TEXT:
* START *
The Fees for the Services during any Renewal Term shall be the same as those during the prior Term unless we have given You written notice of a pricing increase at least thirty (30) days before the end of such prior Term, in which case the pricing increase shall be effective upon renewal and thereafter.

  1. Termination by r-evolution™ Upon an Event of Default.  r-evolution™ may terminate this Agreement upon thirty (30) days prior written notice if You materially breach a material term of this Agreement and do not cure such breach within thirty (30) days following receipt of notice specifying the breach (in which case the Agreement shall terminate at the end of such period); provided that r-evolution™ may terminate this Agreement (in whole or in part) in a shorter period of time, or suspend or otherwise restrict access to any of the Services, if r-evolution™ determines that such action is reasonably necessary to avoid liability, to prevent disruptions to services provided to other r-evolution™ clients that have been caused by You, or to prevent a service interruption from the service provider(s) that provide Internet connectivity and other services to r-evolution™.
* END *
MATERIAL PROVIDED:
* START *
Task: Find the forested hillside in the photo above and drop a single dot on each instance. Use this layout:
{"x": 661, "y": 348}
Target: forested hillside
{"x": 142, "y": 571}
* END *
PROBLEM DESCRIPTION: From the contract terms above, quote the passage starting with "The Fees for" and going on through "renewal and thereafter.".

SOLUTION TO THIS PROBLEM:
The Fees for the Services during any Renewal Term shall be the same as those during the prior Term unless we have given You written notice of a pricing increase at least thirty (30) days before the end of such prior Term, in which case the pricing increase shall be effective upon renewal and thereafter.